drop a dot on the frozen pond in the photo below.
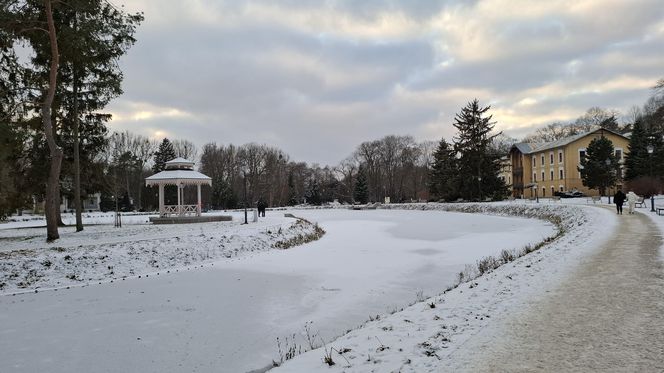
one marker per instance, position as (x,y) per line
(226,318)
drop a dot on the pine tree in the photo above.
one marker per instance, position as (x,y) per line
(478,166)
(313,192)
(361,191)
(165,153)
(292,194)
(637,157)
(598,167)
(443,175)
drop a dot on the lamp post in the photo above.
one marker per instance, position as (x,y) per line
(608,164)
(244,173)
(650,150)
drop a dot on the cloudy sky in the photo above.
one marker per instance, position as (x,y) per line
(316,78)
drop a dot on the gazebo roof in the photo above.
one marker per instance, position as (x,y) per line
(179,171)
(176,177)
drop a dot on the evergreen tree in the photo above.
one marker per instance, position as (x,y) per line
(637,159)
(596,172)
(361,192)
(478,166)
(443,174)
(292,193)
(313,192)
(223,195)
(165,153)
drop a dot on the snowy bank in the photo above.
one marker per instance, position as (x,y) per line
(106,254)
(429,336)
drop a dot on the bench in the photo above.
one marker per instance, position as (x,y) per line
(595,199)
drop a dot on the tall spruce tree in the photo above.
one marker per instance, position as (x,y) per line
(165,153)
(637,159)
(77,60)
(598,167)
(361,191)
(93,35)
(478,165)
(443,174)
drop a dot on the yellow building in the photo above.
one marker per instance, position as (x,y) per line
(552,167)
(506,172)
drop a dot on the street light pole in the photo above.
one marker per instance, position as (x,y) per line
(650,150)
(608,164)
(245,197)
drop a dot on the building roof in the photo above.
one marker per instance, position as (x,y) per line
(526,148)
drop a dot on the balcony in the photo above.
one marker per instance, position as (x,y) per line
(517,171)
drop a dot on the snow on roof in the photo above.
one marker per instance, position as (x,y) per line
(527,148)
(175,177)
(179,160)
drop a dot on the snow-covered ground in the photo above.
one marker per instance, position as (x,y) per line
(226,316)
(102,253)
(433,335)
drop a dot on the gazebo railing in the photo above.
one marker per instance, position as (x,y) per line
(181,210)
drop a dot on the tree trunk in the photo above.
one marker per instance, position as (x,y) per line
(77,157)
(52,187)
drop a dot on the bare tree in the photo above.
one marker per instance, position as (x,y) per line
(53,184)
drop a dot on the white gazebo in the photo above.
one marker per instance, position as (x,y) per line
(179,172)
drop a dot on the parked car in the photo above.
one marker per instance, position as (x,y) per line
(569,194)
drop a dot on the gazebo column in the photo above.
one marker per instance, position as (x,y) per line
(179,199)
(161,200)
(198,205)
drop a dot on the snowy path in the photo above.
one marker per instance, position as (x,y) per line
(607,316)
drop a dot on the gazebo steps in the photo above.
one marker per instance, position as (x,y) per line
(189,219)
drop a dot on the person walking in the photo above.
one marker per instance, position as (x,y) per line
(631,201)
(619,199)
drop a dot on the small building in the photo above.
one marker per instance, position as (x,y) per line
(553,167)
(179,172)
(506,172)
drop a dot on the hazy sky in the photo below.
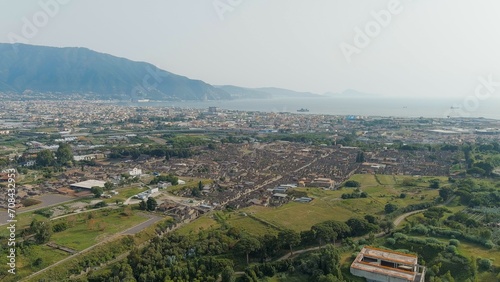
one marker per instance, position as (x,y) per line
(426,47)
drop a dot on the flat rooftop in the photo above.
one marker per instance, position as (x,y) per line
(88,184)
(389,255)
(387,263)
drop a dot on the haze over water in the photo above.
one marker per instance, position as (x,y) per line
(395,107)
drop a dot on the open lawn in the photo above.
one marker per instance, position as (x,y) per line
(86,232)
(301,216)
(191,182)
(328,205)
(202,223)
(125,193)
(250,225)
(26,261)
(470,250)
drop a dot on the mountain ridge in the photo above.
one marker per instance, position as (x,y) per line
(67,70)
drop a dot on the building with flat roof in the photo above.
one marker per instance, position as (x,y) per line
(87,184)
(378,265)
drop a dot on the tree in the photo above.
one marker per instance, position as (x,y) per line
(97,191)
(142,205)
(389,208)
(247,244)
(323,232)
(289,238)
(227,274)
(359,226)
(434,183)
(42,231)
(151,204)
(64,154)
(45,158)
(360,157)
(352,183)
(445,193)
(108,186)
(269,245)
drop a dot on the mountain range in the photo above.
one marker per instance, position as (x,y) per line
(63,72)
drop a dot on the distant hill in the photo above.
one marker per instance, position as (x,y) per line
(65,71)
(280,92)
(264,92)
(244,93)
(351,93)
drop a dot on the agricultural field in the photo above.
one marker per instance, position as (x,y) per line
(328,205)
(202,223)
(87,229)
(34,258)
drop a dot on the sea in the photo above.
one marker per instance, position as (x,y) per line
(466,107)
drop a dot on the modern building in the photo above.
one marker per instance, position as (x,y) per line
(87,185)
(326,183)
(135,172)
(378,265)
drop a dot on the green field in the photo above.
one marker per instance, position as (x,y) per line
(250,225)
(300,216)
(328,205)
(87,232)
(202,223)
(27,257)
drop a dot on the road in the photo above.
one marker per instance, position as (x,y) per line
(136,229)
(153,219)
(47,200)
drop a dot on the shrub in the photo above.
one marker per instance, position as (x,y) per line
(451,249)
(59,227)
(484,264)
(352,183)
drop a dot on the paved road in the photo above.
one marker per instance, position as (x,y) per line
(136,229)
(47,201)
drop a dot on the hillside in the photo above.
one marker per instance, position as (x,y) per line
(65,71)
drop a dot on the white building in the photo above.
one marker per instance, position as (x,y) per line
(135,172)
(377,265)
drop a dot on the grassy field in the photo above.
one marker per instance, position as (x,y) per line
(25,260)
(191,182)
(300,216)
(202,223)
(125,193)
(250,225)
(87,232)
(328,205)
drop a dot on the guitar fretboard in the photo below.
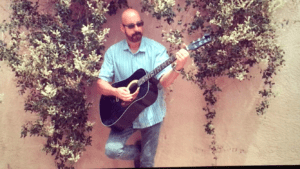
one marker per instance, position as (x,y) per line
(194,45)
(154,72)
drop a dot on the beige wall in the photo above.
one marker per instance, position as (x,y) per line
(242,137)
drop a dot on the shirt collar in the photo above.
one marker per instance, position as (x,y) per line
(142,47)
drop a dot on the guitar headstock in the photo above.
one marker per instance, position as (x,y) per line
(199,42)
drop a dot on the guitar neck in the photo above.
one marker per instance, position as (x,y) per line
(154,72)
(194,45)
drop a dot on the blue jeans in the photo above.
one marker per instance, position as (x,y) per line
(115,146)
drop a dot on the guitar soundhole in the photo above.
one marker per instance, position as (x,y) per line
(133,87)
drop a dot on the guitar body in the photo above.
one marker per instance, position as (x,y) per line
(115,115)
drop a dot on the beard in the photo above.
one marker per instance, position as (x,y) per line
(136,37)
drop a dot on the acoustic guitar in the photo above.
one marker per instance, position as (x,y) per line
(116,113)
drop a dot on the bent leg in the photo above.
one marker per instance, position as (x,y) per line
(115,147)
(150,137)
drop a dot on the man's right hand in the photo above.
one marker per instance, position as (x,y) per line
(124,94)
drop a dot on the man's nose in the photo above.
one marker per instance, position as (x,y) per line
(136,27)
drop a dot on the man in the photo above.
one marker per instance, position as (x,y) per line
(120,61)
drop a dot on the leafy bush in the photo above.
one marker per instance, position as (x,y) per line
(55,55)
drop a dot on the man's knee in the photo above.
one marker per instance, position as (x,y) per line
(113,150)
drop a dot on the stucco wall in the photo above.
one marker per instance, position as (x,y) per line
(242,137)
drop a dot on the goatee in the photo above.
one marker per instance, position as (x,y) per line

• _WHAT TO PRODUCE_
Rewrite every one of the records above with "drop a dot" changed to "place a point" and nothing else altered, and leave out the pictures.

• _ANSWER TO THIS EXERCISE_
place a point on the frozen pond in the photo below.
one marker per instance, position as (x,y) per line
(226,318)
place a point on the pine tree in the photo above.
one marker per instance, position as (x,y) per line
(478,166)
(313,192)
(361,191)
(165,153)
(292,194)
(637,157)
(598,167)
(443,175)
place a point on the lamp post in the photo above.
one marker per instance, position as (x,y) per line
(608,164)
(244,173)
(650,150)
place a point on the cloudy sky in the photo above.
one marker per instance, position as (x,y) per line
(316,78)
place a point on the gazebo roof in the photo above.
one marker per instance, position as (x,y) per line
(179,171)
(176,177)
place a point on the evergreen tree in the photo above.
one marker per instance, position as (x,y) per line
(637,159)
(596,172)
(361,192)
(478,166)
(443,174)
(292,193)
(313,192)
(223,195)
(165,153)
place a point on the snowy bank in the photo above.
one marker per instance, position as (x,y) per line
(106,254)
(429,336)
place a point on the bench in the photo above.
one marker per instance, position as (x,y) per line
(595,199)
place a point on the tall spruce tree in the photo above.
one marker per instance, position as (x,y) per line
(165,153)
(637,159)
(77,60)
(598,167)
(361,191)
(93,35)
(478,165)
(443,174)
place a point on the yellow building in the photo above.
one marker per instance, position as (x,y) per line
(552,167)
(506,172)
place a point on the street light pole in the photo above.
one marker per instance, position as (x,y) per line
(650,150)
(608,164)
(245,197)
place a point on the building roof in the photo above.
one marker per instance, position as (x,y) per line
(526,148)
place a point on the balcony in the photo above.
one marker per instance, position as (x,y) per line
(517,171)
place a point on the snow on roof in the photo above.
one marker per instance, position as (x,y) per line
(527,148)
(175,177)
(179,160)
place a point on the snow-covered ground in the photo above.
one marker per instance, position as (x,y) per line
(226,316)
(102,253)
(433,335)
place a point on the gazebo railing in the photo above.
one marker per instance, position as (x,y) per line
(181,210)
place a point on the tree trunk in the photo above.
one marker per instance, position as (x,y) per line
(77,157)
(52,187)
place a point on the bare tree in the photo above.
one marker per instance, position as (x,y) per line
(53,184)
place a point on the white gazebo in the photo above.
one marker per instance, position as (x,y) per line
(179,172)
place a point on the parked car in the photo above.
one marker per instance, position as (x,y) per line
(569,194)
place a point on the gazebo column in the photo above.
one marker per instance, position as (x,y) per line
(179,199)
(161,200)
(198,205)
place a point on the snowy path in the photo above.
one marker per instance, position as (x,y) per line
(607,316)
place a point on the gazebo steps in the photo above.
one marker per instance, position as (x,y) per line
(189,219)
place a point on the person walking in the photo above.
one marker per instance, position as (x,y) per line
(631,201)
(619,199)
place a point on the small building in the photo above.
one marker per instance, position as (x,y) per line
(553,167)
(179,172)
(506,172)
place a point on the hazy sky in the photo below.
one marker per instance, position as (x,y) per line
(426,47)
place a point on the flat rooftop in the photo above.
one marker per instance, position as (x,y) per line
(88,184)
(389,255)
(387,263)
place a point on the haze over water in the photo above.
one marker per instance, position as (x,y) per line
(395,107)
place a point on the open lawn in the photo above.
one marker per instance, position as (x,y) per line
(86,232)
(301,216)
(191,182)
(328,205)
(202,223)
(125,193)
(250,225)
(26,261)
(470,250)
place a point on the mountain ridge in the photo above.
one marker per instance, position as (x,y) per line
(67,70)
place a point on the building with flat roof in the photo above.
one marker per instance, position as (x,y) per line
(87,184)
(378,265)
place a point on the tree in the photo above.
one marker per instance, position as (x,y) per line
(97,191)
(142,205)
(389,208)
(247,244)
(323,232)
(289,238)
(227,274)
(359,226)
(434,183)
(42,231)
(151,204)
(64,154)
(45,158)
(360,157)
(352,183)
(445,193)
(108,186)
(269,245)
place a point on the mountain range in the photo above.
one marker per instance, position as (x,y) per line
(63,72)
place a point on the distant hill in the photo above.
one marker per instance, position as (x,y) per line
(65,71)
(280,92)
(264,92)
(244,93)
(351,93)
place a point on the agricultural field in the photo above.
one marker per instance, position as (x,y) per line
(328,205)
(202,223)
(87,229)
(34,258)
place a point on the sea in the photo above.
one marker per instance, position as (x,y) per line
(466,107)
place a point on the modern building in the photo above.
one marker per instance, position as (x,y) per line
(87,185)
(326,183)
(135,172)
(378,265)
place a point on the green field in the photo above.
one marker per instance, position as (x,y) per line
(250,225)
(300,216)
(328,205)
(87,232)
(202,223)
(27,257)
place a point on the road in the photo above.
one marker per instance, position as (x,y) per line
(136,229)
(153,219)
(47,200)
place a point on the shrub in the photo above.
one marker per instance, position as (x,y) per line
(451,249)
(59,227)
(484,264)
(352,183)
place a point on the paved road in the photo above.
one marker per instance, position as (x,y) per line
(136,229)
(47,201)
place a point on the hillside in the photo above.
one marker per instance, position as (x,y) per line
(65,71)
place a point on the white building in the photo above.
one marker per instance, position as (x,y) per line
(135,172)
(377,265)
place a point on the grassy field in the photo above.
one marker per instance, position as (x,y) per line
(25,260)
(191,182)
(300,216)
(202,223)
(125,193)
(250,225)
(87,232)
(328,205)
place a point on the guitar fretboard in the photo below.
one marker per instance, position as (x,y) per line
(194,45)
(154,72)
place a point on the beige wall in the photo above.
one marker per instance, position as (x,y) per line
(242,137)
place a point on the shirt collar in the photo above.
one marker per instance, position as (x,y) per line
(142,47)
place a point on the guitar headstock in the photo above.
one marker per instance, position as (x,y) per line
(199,42)
place a point on the guitar neck in the photo above.
one marker per instance, position as (x,y) per line
(154,72)
(194,45)
place a point on the blue jeans in the photo above.
one marker per instance, position as (x,y) per line
(115,146)
place a point on the guitar soundhole in the photo above.
one marker per instance, position as (x,y) per line
(133,87)
place a point on the guitar body in the photo above.
one marker per instance, position as (x,y) per line
(115,115)
place a point on the beard in the photo above.
one marker per instance, position as (x,y) per line
(136,37)
place a point on the acoustic guitar in the photo above.
one marker per instance, position as (x,y) per line
(116,113)
place a point on the bent leg in the photo above.
one marker per instance, position as (x,y) per line
(115,147)
(150,137)
place a point on the man's right hand in the photo above.
one marker per instance, position as (x,y) per line
(124,94)
place a point on the man's nose in the photo above.
one marker per instance, position as (x,y) per line
(136,27)
place a point on the man in the photo above.
one marker per instance, position as (x,y) per line
(120,61)
place a point on the leafy bush in the photo above.
one marker per instance, position as (x,y) per line
(55,55)
place a point on the man's knee in the photo above.
one marker per instance, position as (x,y) per line
(113,150)
place a point on the stucco wall in the photo above.
one marker per instance, position as (x,y) per line
(242,137)
place a point on the goatee in the photo above.
one marker per instance, position as (x,y) per line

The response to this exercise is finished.